■ REQUIREMENT ■
Reproduce the mailing-list post on overlay tearing verbatim, from "Tearing problem at" up to and including "flush should go.".

■ SOURCE EXTRACT ■
* * * * *

Tearing problem at bigger overlay sizes
Michel Dänzer
michel at daenzer.net
Wed Jan 14 08:47:58 PST 2009
On Wed, 2009-01-14 at 17:35 +0100, Xavier Bestel wrote:
> On Tue, 2009-01-13 at 18:55 +0100, Matthias Hopf wrote:
> > On Jan 13, 09 18:39:10 +0100, Xavier Bestel wrote:
> > > > Because the chip might reorder memory writes, and decide for later
> > > > blocks to be pushed out first (or even pushed out to memory w/o changing
> > > > the cache). That way you *could* see multiple tearings.
> > >
> > > I thought a cache flush acted like a barrier, i.e. even if reordered
> > > between them all writes before the flush should go.
> >
> > Yes, but the beam could already in the middle of the screen if you flush
> > only at the end of all blocks.

* * * * *

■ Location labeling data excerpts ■
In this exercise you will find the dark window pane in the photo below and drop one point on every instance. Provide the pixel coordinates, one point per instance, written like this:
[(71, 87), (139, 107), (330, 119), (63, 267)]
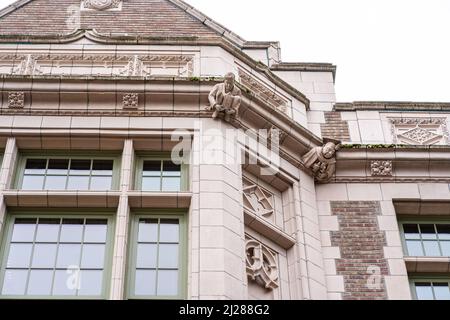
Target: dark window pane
[(414, 248), (40, 283), (431, 248), (15, 282), (55, 182), (35, 166), (444, 231), (58, 166), (151, 184), (424, 291), (148, 230), (171, 184), (101, 183), (145, 283), (152, 168), (33, 183), (80, 166), (171, 169), (441, 291), (102, 167), (411, 231), (169, 231), (72, 230), (428, 231), (23, 230)]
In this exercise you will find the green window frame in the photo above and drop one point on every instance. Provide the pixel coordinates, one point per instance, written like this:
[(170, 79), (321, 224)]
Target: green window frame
[(161, 175), (425, 238), (57, 270), (152, 273), (72, 158), (430, 287)]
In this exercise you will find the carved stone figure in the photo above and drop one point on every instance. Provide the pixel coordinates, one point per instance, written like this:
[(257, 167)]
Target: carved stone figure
[(322, 160), (225, 98)]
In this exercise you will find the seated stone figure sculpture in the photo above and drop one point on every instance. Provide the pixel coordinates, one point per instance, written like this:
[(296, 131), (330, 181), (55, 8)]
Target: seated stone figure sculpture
[(225, 98)]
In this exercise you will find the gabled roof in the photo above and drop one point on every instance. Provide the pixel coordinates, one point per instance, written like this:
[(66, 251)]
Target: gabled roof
[(146, 18)]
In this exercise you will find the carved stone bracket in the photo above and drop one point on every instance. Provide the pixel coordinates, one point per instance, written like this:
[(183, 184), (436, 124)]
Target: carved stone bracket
[(322, 160), (130, 101), (381, 168), (262, 265), (16, 100)]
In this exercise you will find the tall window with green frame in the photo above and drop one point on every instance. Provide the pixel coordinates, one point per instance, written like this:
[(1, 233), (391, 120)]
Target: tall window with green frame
[(67, 173), (158, 258), (160, 175), (431, 289), (425, 239), (48, 256)]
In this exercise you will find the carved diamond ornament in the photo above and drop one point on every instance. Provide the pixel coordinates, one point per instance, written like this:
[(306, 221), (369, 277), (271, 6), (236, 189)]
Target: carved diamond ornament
[(101, 5), (420, 131), (262, 264), (258, 201)]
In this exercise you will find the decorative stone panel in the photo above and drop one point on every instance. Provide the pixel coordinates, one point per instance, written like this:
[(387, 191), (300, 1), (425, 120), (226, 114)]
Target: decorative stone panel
[(381, 168), (173, 65), (420, 131), (130, 101), (101, 5), (335, 127), (261, 264), (16, 100), (361, 243), (258, 200)]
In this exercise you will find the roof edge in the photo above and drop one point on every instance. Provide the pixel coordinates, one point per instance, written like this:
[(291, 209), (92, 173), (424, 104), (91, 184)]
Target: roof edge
[(392, 106)]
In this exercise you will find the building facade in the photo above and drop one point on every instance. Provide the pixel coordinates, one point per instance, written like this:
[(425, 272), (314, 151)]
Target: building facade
[(150, 153)]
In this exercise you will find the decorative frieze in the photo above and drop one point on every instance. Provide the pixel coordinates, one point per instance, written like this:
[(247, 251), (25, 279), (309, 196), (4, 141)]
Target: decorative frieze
[(16, 100), (130, 101), (101, 5), (97, 65), (262, 264), (263, 91), (420, 131), (381, 168), (258, 200)]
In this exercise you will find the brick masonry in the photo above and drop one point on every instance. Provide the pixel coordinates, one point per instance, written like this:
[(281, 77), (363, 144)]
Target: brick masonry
[(361, 244), (335, 127)]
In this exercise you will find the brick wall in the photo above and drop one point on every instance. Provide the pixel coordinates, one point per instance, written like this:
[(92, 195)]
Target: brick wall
[(361, 245), (335, 127)]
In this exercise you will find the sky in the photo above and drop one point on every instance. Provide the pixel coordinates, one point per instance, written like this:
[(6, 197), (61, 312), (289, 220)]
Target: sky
[(384, 50)]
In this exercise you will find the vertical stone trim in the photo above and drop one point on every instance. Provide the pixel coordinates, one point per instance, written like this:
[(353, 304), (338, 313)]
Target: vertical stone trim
[(122, 221), (361, 243), (335, 127), (6, 173)]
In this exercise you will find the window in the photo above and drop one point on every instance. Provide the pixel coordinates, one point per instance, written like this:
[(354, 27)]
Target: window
[(431, 289), (427, 240), (55, 257), (158, 258), (67, 174), (156, 175)]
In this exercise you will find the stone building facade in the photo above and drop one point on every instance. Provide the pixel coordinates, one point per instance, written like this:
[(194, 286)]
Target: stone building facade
[(293, 196)]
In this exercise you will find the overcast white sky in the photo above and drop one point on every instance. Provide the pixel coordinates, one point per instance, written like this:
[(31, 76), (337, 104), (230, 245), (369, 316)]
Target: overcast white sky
[(384, 49)]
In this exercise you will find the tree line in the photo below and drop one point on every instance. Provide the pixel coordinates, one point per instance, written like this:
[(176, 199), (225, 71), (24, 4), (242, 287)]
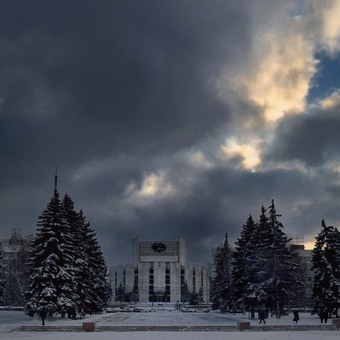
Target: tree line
[(263, 271)]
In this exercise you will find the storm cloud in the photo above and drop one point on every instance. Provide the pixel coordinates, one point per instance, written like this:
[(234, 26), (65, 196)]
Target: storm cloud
[(168, 118)]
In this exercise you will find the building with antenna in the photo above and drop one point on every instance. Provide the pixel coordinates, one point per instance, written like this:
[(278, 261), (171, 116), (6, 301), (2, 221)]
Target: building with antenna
[(159, 273)]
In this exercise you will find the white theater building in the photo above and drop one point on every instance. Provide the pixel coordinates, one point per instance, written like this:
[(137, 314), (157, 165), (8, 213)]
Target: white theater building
[(159, 273)]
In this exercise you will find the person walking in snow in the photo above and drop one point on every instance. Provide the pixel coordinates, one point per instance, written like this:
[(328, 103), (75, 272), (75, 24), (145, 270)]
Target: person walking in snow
[(43, 315), (296, 316), (262, 315)]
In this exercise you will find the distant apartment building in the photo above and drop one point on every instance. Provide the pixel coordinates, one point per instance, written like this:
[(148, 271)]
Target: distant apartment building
[(159, 273)]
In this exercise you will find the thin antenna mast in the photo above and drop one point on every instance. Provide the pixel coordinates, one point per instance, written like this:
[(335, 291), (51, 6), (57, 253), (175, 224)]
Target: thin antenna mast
[(56, 178)]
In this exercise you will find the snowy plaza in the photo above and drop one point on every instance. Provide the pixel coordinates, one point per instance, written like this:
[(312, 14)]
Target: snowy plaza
[(129, 324)]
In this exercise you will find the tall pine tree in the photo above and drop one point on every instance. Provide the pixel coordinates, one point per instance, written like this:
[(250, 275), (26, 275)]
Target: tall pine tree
[(326, 266), (222, 287), (269, 265), (46, 260), (68, 273), (239, 262)]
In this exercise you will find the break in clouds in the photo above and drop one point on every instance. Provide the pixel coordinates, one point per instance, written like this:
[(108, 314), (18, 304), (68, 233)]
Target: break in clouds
[(170, 119)]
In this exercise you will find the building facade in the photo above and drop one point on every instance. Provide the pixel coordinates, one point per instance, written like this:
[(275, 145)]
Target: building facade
[(159, 273)]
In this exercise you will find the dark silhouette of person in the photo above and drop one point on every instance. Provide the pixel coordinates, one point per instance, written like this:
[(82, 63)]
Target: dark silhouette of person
[(43, 315), (323, 314), (262, 315), (296, 316)]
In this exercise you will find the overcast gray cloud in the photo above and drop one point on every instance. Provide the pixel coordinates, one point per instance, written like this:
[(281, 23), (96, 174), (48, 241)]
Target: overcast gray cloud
[(168, 118)]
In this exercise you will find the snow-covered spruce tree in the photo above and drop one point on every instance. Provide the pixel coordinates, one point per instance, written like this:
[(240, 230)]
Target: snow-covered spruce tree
[(254, 255), (326, 266), (270, 267), (47, 261), (239, 262), (97, 290), (221, 287), (285, 281)]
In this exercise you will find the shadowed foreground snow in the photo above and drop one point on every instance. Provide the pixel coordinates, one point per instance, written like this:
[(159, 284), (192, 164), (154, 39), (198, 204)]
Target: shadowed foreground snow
[(9, 321)]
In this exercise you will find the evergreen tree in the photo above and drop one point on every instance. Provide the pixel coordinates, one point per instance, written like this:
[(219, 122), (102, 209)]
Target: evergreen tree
[(253, 258), (270, 267), (98, 290), (239, 277), (222, 288), (326, 266), (47, 260), (67, 268)]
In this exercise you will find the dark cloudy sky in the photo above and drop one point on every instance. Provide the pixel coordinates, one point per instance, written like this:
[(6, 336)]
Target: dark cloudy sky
[(170, 118)]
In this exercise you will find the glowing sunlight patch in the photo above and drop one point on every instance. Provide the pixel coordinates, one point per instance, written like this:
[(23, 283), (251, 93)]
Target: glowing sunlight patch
[(247, 152)]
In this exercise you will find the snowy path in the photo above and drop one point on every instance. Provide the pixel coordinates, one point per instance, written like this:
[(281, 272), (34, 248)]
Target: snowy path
[(10, 321)]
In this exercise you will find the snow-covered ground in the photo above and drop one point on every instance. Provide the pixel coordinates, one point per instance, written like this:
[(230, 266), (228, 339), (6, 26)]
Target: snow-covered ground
[(10, 320)]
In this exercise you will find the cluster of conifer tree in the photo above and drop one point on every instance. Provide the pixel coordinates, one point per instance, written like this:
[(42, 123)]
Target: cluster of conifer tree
[(326, 267), (261, 271), (67, 270)]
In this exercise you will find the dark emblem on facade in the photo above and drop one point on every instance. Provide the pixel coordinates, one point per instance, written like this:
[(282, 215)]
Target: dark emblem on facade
[(158, 247)]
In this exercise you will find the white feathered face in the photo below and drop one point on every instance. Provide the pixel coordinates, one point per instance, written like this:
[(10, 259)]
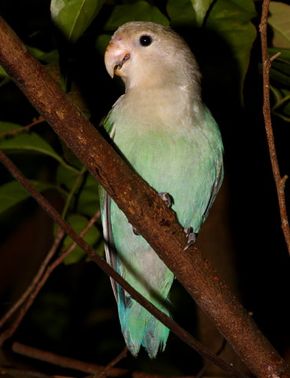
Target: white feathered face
[(144, 53)]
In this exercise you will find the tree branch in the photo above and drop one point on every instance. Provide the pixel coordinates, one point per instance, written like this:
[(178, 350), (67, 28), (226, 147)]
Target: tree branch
[(169, 322), (144, 209), (279, 180)]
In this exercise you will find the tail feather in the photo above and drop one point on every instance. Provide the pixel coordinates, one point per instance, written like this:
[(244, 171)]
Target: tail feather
[(139, 327)]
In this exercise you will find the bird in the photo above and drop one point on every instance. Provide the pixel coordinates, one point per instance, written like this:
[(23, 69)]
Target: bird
[(165, 132)]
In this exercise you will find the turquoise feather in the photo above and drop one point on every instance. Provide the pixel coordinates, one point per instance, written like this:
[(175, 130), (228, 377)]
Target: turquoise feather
[(179, 156)]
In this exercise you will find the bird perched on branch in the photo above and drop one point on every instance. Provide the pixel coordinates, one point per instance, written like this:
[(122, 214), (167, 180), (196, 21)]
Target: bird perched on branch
[(162, 128)]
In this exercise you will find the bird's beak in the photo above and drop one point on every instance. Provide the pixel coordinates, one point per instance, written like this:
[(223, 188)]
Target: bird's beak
[(115, 57)]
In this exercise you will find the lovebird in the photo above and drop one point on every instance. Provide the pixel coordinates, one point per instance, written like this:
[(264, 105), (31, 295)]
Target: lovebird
[(164, 131)]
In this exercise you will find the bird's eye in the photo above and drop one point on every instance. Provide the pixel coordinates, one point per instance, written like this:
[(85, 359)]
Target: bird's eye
[(145, 40)]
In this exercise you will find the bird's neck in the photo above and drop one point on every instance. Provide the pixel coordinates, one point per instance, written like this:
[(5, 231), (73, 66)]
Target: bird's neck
[(167, 103)]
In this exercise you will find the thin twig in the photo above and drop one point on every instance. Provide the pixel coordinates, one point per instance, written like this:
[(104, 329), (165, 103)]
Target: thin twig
[(41, 279), (123, 354), (166, 320), (36, 279), (279, 180), (23, 129)]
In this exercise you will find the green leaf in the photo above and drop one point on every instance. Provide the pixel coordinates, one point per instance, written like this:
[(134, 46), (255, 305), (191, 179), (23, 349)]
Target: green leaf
[(73, 17), (280, 68), (88, 201), (231, 19), (78, 223), (200, 8), (139, 11), (27, 142), (12, 193), (279, 20)]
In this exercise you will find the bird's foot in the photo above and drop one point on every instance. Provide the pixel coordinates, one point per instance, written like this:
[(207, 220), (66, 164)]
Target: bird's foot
[(191, 237), (166, 197)]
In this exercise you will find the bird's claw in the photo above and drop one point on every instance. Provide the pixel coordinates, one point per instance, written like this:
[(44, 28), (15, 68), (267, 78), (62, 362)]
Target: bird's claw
[(166, 197), (191, 237)]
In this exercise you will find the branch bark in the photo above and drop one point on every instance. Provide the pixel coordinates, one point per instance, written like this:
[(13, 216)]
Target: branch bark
[(279, 180), (144, 209)]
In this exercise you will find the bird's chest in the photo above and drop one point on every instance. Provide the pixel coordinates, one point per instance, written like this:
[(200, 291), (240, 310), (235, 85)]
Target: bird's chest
[(163, 157)]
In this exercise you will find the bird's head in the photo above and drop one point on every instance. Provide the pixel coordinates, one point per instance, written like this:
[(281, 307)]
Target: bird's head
[(146, 54)]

* * * * *

■ RESPONSE TO THIS EXERCISE ■
Tearing problem at bigger overlay sizes
Michel Dänzer
michel at daenzer.net
Wed Jan 14 08:47:58 PST 2009
On Wed, 2009-01-14 at 17:35 +0100, Xavier Bestel wrote:
> On Tue, 2009-01-13 at 18:55 +0100, Matthias Hopf wrote:
> > On Jan 13, 09 18:39:10 +0100, Xavier Bestel wrote:
> > > > Because the chip might reorder memory writes, and decide for later
> > > > blocks to be pushed out first (or even pushed out to memory w/o changing
> > > > the cache). That way you *could* see multiple tearings.
> > >
> > > I thought a cache flush acted like a barrier, i.e. even if reordered
> > > between them all writes before the flush should go.